### HOW TO COMPLETE THIS TASK
Find the lines of data that contain the string "sample", then list them.

(Stored data entries)
============================================================

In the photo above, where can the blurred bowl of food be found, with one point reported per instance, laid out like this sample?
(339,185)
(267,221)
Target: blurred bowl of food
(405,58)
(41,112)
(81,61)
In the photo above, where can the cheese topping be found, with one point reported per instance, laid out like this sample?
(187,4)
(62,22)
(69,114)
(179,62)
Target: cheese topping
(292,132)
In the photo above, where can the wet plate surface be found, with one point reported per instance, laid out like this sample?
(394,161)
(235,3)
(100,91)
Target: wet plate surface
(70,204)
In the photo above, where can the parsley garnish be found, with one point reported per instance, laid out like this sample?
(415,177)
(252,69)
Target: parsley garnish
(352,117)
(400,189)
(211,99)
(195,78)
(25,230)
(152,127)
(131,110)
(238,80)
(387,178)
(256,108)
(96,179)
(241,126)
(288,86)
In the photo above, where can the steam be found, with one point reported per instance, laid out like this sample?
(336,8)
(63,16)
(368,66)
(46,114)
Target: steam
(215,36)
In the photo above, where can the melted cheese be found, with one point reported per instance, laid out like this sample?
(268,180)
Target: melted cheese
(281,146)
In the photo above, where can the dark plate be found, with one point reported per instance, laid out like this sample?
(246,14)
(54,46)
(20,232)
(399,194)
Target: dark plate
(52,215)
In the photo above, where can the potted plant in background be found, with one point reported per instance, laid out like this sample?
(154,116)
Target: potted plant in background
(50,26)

============================================================

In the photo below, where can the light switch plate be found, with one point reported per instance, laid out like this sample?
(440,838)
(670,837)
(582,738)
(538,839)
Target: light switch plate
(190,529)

============================================================

### WRITTEN RESPONSE
In the photo above, where can the blurred bowl of food be found, with one point reported per instance, laid out like this sample?
In the photo above, where can the cheese topping be found, with one point reported per instance, laid out like this sample?
In the photo above, where can the wet plate surface be found, with one point reported per instance, laid out like this sample?
In the photo above, where can the parsley garnish be found, with one point reported per instance, laid out like this sample?
In the photo above, where can the steam be found, with one point reported per instance, laid out like this sample?
In the photo above, where can the melted cheese be found, with one point reported per instance, laid out like this sample?
In the photo above, where can the dark plate be found, with one point reported per instance, laid out like this sample?
In the photo above, where can the potted plant in background be found, with one point reported per instance, laid out like this sample?
In the photo below, where can the light switch plate be found, with one point reported per instance, laid out like this sample?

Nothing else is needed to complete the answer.